TO DO: Copy the passage about Hill Street word for word, starting at "Elizabeth Montagu hosted" and ending at "the same time.".

BEGIN EXERCISE PASSAGE

Elizabeth Montagu hosted a literary salon at her house in Hill Street. Her circle was known as the Blue Stockings Society, and Samuel Johnson called her the "Queen of the Blues". Other notable attendees of her gatherings included Edmund Burke, David Garrick, Joshua Reynolds and Horace Walpole.

In Jane Austen's novel Mansfield Park, Henry and Mary Crawford's uncle is an admiral living in Hill Street. Sir Walter Scott's novel Waverley, in which the hero's father is a Whig politician who lives in Hill Street, was published at the same time.

In Thackeray's Vanity Fair, several characters live on Great Gaunt Street or the adjoining Gaunt Square, including Lord and Lady Steyne and Sir Pitt Crawley. This fictional street was modelled on Hill Street. In addition, Lady Bareacres in the novel lives on Hill Street.

Evelyn Waugh satirised Mayfair decadence in his novel Vile Bodies. In this, along Hill Street stood fictional Pastmaster House – "the William and Mary mansion of Lord and Lady Metroland with a magnificent ballroom, 'by universal consent the most beautiful building between Bond Street and Park Lane'".

The Bright Young Thing society novelist Nancy Mitford stayed at No.40 in 1955.

==Prestige==

A cast-iron bollard at the corner of Hill Street and Chesterfield Hill. There are four such bollards in Hill Street, all of them Grade II-listed. They are of an early 19th-century cannon design and are intended to protect pedestrians from large turning vehicles cutting the corner. The cast lettering, obscured by many layers of black paint, reads "St George's Hanover Square".

END EXERCISE PASSAGE
BEGIN ENTRIES SUPPLIED

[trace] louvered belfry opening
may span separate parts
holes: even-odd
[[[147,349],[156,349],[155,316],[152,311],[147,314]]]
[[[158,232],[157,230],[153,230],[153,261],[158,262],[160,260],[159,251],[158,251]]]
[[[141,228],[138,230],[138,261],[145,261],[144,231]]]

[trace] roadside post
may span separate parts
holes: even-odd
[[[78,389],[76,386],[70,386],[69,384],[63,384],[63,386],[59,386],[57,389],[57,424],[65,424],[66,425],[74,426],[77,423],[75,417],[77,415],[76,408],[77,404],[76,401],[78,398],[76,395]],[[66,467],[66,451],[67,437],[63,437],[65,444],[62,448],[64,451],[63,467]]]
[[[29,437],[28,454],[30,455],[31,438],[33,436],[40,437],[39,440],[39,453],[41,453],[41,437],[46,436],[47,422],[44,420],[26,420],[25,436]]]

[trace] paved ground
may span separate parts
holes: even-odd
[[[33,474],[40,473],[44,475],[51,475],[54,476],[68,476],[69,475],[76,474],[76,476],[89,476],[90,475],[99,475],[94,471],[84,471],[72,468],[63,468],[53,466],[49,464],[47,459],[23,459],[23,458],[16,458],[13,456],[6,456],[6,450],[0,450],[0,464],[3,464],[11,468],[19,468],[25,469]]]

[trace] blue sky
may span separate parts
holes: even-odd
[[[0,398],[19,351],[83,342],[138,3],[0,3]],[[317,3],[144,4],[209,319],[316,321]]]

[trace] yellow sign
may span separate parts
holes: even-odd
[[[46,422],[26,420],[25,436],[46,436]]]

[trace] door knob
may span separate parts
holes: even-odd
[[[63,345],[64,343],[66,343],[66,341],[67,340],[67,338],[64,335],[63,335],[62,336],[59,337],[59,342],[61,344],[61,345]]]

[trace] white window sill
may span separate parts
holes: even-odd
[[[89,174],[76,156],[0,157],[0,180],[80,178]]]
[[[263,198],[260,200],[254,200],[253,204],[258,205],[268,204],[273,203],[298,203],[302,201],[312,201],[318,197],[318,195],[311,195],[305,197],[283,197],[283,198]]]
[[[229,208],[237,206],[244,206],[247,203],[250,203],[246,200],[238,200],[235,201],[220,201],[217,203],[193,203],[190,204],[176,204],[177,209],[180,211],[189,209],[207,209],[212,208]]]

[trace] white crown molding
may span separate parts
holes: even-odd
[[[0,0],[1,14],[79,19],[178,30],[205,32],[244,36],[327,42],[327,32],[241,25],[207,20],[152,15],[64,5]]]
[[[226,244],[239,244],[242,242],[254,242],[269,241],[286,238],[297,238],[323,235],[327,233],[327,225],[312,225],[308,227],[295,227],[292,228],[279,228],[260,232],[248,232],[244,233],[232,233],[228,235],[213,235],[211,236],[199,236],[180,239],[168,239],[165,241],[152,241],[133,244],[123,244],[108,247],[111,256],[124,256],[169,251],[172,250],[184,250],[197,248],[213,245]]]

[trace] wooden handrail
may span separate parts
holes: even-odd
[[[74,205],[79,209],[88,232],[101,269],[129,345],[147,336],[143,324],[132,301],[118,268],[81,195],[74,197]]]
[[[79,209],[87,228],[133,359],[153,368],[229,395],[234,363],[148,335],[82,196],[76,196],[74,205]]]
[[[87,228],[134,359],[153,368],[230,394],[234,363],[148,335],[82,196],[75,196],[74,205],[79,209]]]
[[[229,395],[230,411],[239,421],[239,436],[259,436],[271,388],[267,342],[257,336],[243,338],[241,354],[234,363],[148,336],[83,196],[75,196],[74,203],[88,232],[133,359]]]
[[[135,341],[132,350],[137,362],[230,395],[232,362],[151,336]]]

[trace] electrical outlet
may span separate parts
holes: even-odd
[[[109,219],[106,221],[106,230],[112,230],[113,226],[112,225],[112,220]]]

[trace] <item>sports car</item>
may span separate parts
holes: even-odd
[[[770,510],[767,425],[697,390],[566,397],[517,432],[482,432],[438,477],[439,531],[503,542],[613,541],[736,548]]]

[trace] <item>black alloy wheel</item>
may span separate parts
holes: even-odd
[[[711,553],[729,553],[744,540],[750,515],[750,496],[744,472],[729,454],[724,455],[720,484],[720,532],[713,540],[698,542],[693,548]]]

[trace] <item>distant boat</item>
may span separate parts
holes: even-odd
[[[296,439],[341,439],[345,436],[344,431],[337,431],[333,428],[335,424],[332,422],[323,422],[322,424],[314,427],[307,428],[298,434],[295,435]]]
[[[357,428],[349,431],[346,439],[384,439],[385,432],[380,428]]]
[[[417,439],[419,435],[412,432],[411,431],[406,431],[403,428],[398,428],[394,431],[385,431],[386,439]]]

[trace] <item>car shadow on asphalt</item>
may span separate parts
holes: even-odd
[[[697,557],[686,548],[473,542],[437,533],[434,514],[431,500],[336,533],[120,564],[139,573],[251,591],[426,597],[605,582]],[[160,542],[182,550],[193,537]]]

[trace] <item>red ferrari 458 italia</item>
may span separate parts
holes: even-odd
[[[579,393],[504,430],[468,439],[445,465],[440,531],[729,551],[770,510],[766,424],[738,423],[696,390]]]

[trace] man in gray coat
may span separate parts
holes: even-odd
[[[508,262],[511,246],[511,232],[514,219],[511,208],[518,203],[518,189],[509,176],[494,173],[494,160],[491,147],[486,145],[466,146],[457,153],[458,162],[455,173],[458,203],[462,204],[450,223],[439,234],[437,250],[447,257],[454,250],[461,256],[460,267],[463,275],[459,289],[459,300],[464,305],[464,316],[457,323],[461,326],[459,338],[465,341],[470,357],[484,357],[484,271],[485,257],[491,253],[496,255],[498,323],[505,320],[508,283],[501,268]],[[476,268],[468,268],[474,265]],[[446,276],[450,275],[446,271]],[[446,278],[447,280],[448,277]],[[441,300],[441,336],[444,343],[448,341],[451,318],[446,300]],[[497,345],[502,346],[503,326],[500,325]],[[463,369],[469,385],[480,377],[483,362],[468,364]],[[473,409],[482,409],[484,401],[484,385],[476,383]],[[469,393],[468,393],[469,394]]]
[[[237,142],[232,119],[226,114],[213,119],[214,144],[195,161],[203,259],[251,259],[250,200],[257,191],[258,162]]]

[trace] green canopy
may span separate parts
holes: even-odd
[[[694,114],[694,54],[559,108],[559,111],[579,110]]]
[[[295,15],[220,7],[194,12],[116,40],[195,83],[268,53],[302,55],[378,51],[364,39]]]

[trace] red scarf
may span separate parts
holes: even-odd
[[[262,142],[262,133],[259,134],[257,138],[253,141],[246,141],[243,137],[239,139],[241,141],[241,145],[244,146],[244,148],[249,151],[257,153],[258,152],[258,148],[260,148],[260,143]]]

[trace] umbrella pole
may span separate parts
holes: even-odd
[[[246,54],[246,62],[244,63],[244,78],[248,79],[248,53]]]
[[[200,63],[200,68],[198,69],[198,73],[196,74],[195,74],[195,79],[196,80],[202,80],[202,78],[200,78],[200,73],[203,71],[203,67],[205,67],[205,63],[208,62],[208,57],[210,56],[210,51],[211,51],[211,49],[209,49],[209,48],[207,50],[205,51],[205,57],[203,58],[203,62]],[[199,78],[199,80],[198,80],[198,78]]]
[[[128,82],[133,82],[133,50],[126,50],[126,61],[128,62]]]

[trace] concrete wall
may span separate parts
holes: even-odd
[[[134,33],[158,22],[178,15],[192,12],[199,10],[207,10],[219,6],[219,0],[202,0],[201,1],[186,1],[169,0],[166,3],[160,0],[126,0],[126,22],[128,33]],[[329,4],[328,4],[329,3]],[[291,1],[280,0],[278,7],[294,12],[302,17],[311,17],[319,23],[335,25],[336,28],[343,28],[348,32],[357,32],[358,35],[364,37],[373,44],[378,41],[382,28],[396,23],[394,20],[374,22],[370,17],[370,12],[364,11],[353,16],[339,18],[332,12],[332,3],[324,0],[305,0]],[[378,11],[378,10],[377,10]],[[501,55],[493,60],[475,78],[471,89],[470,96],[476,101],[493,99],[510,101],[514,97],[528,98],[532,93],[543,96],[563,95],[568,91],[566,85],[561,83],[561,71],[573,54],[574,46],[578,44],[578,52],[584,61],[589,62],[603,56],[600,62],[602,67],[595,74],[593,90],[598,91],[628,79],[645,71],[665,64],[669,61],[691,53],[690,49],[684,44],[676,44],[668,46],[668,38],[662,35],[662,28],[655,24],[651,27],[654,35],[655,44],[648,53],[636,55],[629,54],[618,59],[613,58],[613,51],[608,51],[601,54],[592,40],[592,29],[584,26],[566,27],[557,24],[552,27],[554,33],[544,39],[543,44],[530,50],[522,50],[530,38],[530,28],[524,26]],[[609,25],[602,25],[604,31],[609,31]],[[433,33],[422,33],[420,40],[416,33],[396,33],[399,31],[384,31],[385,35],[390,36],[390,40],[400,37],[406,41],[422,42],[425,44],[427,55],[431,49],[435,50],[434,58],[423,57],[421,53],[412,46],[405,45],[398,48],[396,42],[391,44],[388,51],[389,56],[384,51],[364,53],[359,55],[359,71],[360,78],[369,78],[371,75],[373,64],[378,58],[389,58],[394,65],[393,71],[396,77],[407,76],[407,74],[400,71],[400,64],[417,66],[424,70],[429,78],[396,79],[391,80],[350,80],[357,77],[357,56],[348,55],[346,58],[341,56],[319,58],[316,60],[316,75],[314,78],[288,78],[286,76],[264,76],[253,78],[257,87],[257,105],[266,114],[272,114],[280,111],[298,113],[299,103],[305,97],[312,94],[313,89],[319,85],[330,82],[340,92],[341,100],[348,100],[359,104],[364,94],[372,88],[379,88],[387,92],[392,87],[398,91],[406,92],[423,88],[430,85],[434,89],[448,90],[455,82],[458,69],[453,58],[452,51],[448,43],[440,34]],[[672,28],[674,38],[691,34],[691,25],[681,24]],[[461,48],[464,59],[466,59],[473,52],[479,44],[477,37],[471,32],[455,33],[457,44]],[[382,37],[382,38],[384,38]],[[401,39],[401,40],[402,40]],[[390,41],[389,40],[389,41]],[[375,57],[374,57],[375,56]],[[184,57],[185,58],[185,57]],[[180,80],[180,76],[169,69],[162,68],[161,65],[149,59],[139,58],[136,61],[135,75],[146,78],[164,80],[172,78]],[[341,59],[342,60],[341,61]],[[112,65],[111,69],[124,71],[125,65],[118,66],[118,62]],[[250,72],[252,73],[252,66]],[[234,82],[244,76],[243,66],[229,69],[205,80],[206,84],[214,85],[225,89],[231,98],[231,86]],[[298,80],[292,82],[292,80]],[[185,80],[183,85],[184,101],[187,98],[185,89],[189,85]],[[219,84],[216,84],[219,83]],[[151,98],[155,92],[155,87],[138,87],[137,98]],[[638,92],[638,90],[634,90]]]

END ENTRIES SUPPLIED

ANSWER TO THE PROBLEM:
Elizabeth Montagu hosted a literary salon at her house in Hill Street. Her circle was known as the Blue Stockings Society, and Samuel Johnson called her the "Queen of the Blues". Other notable attendees of her gatherings included Edmund Burke, David Garrick, Joshua Reynolds and Horace Walpole.

In Jane Austen's novel Mansfield Park, Henry and Mary Crawford's uncle is an admiral living in Hill Street. Sir Walter Scott's novel Waverley, in which the hero's father is a Whig politician who lives in Hill Street, was published at the same time.